[SUPPLIED MATERIAL]:
··········
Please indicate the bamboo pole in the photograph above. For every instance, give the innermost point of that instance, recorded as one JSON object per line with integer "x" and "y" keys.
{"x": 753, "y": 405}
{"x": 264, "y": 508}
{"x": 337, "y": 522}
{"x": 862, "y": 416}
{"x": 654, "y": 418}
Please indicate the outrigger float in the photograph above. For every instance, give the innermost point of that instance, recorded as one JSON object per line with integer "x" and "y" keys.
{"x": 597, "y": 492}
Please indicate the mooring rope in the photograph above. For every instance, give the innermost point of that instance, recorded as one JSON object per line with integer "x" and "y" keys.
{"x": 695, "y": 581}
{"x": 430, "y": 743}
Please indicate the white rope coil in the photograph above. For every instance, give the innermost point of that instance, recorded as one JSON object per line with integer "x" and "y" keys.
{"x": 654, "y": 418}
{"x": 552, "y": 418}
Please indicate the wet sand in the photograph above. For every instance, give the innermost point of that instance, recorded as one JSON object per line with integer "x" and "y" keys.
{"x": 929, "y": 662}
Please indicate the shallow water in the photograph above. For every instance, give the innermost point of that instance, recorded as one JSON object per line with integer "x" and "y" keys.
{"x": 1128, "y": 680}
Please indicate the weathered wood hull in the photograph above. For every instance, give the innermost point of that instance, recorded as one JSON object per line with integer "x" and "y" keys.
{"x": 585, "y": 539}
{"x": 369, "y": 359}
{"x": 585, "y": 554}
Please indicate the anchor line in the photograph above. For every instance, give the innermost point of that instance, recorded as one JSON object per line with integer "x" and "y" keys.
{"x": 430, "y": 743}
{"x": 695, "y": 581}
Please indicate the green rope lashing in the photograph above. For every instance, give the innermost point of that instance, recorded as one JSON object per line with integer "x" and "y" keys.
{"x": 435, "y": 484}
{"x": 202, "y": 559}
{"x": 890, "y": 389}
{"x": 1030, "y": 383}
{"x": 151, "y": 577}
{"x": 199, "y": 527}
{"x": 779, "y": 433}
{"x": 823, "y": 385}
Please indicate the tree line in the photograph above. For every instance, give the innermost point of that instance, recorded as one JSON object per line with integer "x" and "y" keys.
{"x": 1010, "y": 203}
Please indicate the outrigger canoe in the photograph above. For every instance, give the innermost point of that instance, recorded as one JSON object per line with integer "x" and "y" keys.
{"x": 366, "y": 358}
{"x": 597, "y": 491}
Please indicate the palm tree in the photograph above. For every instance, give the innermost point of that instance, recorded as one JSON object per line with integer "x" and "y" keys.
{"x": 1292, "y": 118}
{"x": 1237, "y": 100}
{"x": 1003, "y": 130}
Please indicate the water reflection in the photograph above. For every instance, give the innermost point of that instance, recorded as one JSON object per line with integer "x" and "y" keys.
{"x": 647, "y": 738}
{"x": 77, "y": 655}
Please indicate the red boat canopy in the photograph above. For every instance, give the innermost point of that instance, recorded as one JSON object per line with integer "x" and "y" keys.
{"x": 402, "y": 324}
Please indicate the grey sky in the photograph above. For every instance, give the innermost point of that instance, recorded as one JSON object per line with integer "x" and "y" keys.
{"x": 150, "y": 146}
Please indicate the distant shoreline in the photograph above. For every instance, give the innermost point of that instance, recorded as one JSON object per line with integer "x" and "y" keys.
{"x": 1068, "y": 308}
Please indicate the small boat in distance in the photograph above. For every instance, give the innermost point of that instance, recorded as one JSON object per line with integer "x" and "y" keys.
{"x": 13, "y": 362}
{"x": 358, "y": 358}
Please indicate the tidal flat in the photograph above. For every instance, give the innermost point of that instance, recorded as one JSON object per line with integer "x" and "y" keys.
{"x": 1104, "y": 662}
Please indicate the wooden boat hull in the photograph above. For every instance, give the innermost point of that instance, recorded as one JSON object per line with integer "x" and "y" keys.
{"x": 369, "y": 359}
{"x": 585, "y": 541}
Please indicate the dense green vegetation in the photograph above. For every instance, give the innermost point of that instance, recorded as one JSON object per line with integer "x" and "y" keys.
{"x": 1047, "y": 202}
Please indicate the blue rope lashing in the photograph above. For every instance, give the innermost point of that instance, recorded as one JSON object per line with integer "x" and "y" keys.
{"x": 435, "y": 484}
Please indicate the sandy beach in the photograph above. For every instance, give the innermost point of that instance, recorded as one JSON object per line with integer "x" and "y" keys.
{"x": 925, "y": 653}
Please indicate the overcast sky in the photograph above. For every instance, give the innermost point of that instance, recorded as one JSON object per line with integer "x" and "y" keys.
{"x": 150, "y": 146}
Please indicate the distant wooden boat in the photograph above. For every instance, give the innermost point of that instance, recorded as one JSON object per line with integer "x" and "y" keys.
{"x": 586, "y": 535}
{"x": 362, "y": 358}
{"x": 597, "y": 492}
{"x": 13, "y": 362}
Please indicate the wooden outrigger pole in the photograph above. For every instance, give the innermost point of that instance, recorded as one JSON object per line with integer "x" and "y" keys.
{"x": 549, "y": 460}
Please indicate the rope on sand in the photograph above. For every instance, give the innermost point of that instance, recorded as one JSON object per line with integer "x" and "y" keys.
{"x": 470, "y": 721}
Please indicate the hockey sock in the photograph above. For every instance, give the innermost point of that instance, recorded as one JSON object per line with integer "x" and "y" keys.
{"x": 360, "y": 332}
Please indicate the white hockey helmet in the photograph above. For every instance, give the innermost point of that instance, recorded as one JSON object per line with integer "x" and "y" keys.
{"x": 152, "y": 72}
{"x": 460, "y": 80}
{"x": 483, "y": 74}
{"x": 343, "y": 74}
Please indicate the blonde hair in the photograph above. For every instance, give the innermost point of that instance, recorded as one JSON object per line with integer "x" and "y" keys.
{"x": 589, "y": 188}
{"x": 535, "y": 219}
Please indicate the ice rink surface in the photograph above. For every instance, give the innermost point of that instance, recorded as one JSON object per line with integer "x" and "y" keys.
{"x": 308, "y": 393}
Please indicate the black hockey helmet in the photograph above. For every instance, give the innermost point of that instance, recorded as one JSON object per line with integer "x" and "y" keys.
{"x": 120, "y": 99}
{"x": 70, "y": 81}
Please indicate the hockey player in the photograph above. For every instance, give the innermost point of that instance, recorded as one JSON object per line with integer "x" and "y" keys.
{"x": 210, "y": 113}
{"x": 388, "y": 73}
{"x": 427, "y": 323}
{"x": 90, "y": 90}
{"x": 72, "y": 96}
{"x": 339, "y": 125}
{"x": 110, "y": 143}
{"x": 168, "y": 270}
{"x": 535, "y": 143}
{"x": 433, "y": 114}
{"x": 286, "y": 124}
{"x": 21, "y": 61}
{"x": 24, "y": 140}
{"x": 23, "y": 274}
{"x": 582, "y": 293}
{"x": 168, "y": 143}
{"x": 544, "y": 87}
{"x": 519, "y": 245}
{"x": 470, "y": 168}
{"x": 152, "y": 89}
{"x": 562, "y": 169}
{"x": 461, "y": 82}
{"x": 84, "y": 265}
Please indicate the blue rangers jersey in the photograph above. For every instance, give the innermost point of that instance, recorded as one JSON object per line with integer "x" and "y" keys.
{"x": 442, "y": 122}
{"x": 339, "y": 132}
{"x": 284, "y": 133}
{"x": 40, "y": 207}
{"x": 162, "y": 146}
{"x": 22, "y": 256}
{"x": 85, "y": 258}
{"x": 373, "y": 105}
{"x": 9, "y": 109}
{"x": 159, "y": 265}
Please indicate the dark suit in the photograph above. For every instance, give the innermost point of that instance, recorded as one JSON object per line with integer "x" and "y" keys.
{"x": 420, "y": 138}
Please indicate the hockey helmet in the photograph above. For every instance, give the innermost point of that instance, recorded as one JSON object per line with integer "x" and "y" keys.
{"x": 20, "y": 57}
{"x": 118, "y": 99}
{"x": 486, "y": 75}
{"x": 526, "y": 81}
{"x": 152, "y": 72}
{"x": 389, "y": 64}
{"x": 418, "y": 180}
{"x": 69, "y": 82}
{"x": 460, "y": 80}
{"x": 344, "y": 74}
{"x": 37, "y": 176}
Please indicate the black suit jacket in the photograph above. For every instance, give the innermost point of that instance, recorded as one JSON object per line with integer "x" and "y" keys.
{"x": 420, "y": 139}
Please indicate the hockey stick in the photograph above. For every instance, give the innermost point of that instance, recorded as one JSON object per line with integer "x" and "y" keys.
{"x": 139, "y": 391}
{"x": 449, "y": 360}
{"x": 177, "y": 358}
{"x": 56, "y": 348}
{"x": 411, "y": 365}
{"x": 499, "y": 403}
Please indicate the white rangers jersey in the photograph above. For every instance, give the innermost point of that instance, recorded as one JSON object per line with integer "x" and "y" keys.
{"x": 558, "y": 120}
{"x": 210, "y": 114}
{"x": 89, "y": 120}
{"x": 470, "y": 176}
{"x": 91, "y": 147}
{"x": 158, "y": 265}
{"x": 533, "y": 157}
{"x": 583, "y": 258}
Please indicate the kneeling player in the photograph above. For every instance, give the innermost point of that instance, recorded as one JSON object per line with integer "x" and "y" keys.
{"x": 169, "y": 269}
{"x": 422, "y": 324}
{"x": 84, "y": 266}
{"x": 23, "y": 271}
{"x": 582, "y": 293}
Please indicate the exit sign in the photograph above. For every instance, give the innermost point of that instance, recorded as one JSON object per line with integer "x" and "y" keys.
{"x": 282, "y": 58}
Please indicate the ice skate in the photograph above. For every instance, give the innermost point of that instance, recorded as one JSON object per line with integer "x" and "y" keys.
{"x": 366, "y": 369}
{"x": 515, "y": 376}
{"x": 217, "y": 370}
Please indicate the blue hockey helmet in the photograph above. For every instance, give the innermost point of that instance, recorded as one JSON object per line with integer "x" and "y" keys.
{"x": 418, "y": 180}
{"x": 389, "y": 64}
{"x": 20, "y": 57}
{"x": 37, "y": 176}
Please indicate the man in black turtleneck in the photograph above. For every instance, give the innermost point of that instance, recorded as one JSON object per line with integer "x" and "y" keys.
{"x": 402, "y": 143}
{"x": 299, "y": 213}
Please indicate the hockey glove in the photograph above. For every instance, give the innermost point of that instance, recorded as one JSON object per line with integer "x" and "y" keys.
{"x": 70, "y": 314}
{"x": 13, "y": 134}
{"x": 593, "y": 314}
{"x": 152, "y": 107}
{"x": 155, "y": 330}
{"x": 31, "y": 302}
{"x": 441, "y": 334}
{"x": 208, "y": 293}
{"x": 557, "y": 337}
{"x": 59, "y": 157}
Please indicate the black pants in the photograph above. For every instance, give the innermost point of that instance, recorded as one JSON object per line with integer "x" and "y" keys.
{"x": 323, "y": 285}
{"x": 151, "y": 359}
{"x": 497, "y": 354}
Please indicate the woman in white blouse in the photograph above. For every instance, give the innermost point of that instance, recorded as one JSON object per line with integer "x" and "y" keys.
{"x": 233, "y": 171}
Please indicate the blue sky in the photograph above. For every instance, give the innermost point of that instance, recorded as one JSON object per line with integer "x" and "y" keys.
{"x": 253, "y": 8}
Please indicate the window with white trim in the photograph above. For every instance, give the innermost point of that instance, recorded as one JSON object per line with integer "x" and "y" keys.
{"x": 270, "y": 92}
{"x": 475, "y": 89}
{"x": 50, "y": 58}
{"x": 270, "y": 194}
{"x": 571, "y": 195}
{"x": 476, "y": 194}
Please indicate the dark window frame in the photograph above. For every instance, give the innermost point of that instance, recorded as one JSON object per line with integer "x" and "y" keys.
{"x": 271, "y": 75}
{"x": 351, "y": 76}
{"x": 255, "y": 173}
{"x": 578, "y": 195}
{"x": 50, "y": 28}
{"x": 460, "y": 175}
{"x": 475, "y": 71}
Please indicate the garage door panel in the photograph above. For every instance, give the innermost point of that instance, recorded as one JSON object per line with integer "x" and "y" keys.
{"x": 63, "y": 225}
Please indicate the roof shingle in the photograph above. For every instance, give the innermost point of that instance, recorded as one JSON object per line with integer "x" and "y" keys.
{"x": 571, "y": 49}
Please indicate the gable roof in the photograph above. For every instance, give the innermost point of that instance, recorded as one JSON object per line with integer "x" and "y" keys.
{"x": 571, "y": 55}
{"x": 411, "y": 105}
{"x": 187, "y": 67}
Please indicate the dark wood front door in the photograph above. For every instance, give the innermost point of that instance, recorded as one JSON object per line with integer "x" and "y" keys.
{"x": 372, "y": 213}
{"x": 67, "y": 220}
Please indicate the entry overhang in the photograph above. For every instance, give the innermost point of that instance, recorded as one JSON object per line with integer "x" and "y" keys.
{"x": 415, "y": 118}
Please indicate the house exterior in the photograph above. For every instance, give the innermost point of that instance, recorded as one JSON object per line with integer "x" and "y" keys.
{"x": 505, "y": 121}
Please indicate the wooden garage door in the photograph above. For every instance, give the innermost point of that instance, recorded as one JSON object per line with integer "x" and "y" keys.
··········
[TASK DETAILS]: Repeat exactly, and only, the lines from the line containing "Please indicate the dark wood" through the last line of the records above, both included.

[FULL RESPONSE]:
Please indicate the dark wood front door in the photograph above. For every instance, give the innermost point of that instance, recorded as one JSON object per line with integer "x" and "y" keys.
{"x": 372, "y": 213}
{"x": 67, "y": 220}
Please indicate the entry overhang in the photograph above. For every instance, give the innermost point of that instance, recorded as one JSON object per line with integer "x" and "y" keys.
{"x": 415, "y": 118}
Please indicate the house exterior in the photograph above. For every instance, give the innermost point of that instance, recorded as one JSON object per line with integer "x" and "y" keys.
{"x": 505, "y": 121}
Please indicate the wooden garage door in the photograph above. For every instance, give the innermost point of that instance, recorded as one JSON object per line with integer "x" and "y" keys.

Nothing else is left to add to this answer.